==== Extrait de page ====

Les deux prévenus sont renvoyés devant le tribunal pour avoir enregistré et diffusé, sans son consentement, des images à caractère sexuel de Benjamin Griveaux. Ils encourent deux ans d'emprisonnement et 60.000 euros d'amende.
L'artiste russe de 39 ans et la Française de 32 ans, retenus par les embouteillages selon leurs avocats, sont arrivés vers 10H35 dans une salle du tribunal correctionnel de Paris remplie de journalistes et de public.
La présidente, qui avait débuté l'audience sans eux, a appelé à la barre Piotr Pavlenski, tout de noir vêtu, et Alexandra de Taddeo, en longue robe bleue pailletée, tenant à la main le livre qu'elle vient de publier.
Alors que la magistrate commençait à décliner leur identité, l'artiste russe a lancé d'une voix forte: "Aujourd'hui aura lieu le jugement de mon huitième événement d'art sujet-objet, l'événement pornopolitique, je serai jugé pour mélanger le style élevé et bas..."
Pendant qu'il continuait, la présidente a tenté de l'interrompre à plusieurs reprises avant de suspendre l'audience. Des applaudissements ont retenti pendant que le tribunal quittait la salle.
Quelques minutes plus tard, le tribunal a fait revenir à la barre Mme de Taddeo pour lui énoncer ses droits, mais Piotr Pavlenski a refusé de se lever, lançant: "J'annonce la règle du silence, vous ne voulez pas m'écouter quand je voulais venir parler".
"C'est votre choix, la seule chose c'est que les débats doivent se dérouler dans la plus grande sérénité", a répondu la présidente.
Benjamin Griveaux, 45 ans, qui a quitté la politique pour le privé, n'était pas présent mais représenté par son avocat Me Richard Malka.
Sept personnes ont été citées comme témoin par la défense: trois étaient absentes, dont l'actrice Béatrice Dalle.
Après le résumé des faits, le tribunal a visionné à huis clos des extraits des vidéos.

==== Données fournies ====

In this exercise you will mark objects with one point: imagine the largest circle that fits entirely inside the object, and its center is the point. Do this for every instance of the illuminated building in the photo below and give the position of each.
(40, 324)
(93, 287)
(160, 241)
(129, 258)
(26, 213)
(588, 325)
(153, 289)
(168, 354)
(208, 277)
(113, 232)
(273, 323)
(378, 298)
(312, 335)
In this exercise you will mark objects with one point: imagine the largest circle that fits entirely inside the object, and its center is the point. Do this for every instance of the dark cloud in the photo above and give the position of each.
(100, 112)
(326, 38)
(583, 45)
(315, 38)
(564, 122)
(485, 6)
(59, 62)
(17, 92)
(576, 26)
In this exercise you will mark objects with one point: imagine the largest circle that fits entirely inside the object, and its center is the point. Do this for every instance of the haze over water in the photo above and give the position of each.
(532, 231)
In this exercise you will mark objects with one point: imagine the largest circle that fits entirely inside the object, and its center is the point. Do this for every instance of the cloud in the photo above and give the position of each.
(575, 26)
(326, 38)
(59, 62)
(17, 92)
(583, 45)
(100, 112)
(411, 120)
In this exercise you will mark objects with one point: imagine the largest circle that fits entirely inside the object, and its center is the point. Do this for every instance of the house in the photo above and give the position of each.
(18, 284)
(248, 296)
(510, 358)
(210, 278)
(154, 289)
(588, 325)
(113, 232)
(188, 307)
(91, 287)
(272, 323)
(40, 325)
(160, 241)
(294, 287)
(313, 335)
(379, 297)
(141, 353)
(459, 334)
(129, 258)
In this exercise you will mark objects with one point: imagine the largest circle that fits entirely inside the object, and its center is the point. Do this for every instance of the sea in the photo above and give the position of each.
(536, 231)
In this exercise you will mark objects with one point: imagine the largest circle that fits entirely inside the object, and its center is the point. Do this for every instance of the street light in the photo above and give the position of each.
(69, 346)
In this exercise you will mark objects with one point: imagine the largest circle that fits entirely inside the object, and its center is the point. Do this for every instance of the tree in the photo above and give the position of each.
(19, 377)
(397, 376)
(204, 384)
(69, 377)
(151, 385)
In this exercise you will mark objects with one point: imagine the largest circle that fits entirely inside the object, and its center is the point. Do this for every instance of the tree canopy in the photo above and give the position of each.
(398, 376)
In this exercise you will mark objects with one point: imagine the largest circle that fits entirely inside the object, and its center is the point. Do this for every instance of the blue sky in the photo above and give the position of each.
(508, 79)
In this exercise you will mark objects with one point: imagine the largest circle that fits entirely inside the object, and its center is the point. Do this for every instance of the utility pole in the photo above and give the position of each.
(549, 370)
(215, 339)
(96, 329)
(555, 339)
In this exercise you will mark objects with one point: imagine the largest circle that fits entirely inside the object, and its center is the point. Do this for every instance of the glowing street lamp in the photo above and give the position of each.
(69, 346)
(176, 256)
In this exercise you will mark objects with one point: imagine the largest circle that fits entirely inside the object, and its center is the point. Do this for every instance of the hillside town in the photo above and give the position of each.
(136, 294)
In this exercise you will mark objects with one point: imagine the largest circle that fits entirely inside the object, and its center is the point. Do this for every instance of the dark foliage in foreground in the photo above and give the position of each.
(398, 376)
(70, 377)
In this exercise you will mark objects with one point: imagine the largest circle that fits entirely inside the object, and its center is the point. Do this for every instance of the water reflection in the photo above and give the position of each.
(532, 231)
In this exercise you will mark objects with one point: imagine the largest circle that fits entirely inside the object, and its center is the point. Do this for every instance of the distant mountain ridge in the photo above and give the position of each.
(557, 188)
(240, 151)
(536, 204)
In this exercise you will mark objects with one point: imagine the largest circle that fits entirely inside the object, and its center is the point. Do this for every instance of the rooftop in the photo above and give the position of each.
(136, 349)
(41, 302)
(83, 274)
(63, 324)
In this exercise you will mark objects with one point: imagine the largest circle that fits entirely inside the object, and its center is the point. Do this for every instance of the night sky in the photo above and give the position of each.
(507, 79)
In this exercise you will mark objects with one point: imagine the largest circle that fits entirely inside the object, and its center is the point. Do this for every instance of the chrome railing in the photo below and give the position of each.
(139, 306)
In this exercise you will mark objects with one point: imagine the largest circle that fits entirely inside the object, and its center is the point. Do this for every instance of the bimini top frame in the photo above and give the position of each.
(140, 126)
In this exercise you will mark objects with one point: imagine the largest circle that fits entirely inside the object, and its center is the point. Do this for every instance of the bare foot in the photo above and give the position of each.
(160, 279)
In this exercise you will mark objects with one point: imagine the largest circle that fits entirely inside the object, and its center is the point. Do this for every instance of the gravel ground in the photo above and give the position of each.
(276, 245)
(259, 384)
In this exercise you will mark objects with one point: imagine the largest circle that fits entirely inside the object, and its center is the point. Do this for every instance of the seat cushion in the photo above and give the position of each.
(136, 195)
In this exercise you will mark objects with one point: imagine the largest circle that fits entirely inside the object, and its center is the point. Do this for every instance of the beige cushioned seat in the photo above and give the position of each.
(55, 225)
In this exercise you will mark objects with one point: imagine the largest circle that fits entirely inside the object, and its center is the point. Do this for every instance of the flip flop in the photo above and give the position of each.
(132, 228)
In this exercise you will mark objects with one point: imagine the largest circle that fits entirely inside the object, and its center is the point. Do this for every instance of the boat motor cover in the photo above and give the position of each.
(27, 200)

====

:: Consignes de l'exercice ::
A) Répondez aux questions suivantes sur l'article consacré au procès lié à Benjamin Griveaux.
(i) Vers quelle heure les deux prévenus sont-ils arrivés dans la salle du tribunal ?
(ii) Quel avocat représentait Benjamin Griveaux ?
(iii) Combien des témoins cités par la défense étaient absents ?
B) Prolongez l'article consacré au procès lié à Benjamin Griveaux en reprenant après sa dernière phrase.
Le matériel n'est pas nécessaire pour ce travail.

:: Réponses par tâche ::
A)
(i) Vers 10H35.
(ii) Me Richard Malka.
(iii) Trois.

B)
Les deux prévenus sont renvoyés devant le tribunal pour avoir enregistré et diffusé, sans son consentement, des images à caractère sexuel de Benjamin Griveaux. Ils encourent deux ans d'emprisonnement et 60.000 euros d'amende.
- Vie privée -
Le matin du 14 février 2020, Benjamin Griveaux, alors candidat LREM (aujourd'hui Renaissance) à la mairie de Paris, avait annoncé son retrait de la campagne, fustigeant des "attaques ignobles mettant en cause (sa) vie privée".
Moins de 48 heures plus tôt, des vidéos d'un homme se masturbant avaient été publiées sur un site baptisé "Pornopolitique", dont le lien était relayé sur les réseaux sociaux. Les images étaient accompagnées d'un texte signé Piotr Pavlenski.
Ces vidéos avaient été adressées par Benjamin Griveaux à Alexandra de Taddeo lors d'une brève relation entre mai et août 2018. Elles avaient fait l'objet d'un montage avec des captures d'écran de messages échangés entre eux.
Cette démission de l'ancien secrétaire d'État, porte-parole du gouvernement et député, avait provoqué un scandale politique: gauche et droite avaient critiqué unanimement un "naufrage voyeuriste" et une "menace pour la démocratie".
Piotr Pavlenski, connu pour des "performances" extrêmes en Russie et réfugié en France depuis 2017, avait revendiqué cette action d'"art politique" visant à dénoncer l'"hypocrisie dégoûtante" de Benjamin Griveaux qui "utilisait sa famille en se présentant en icône pour tous les pères et maris de Paris".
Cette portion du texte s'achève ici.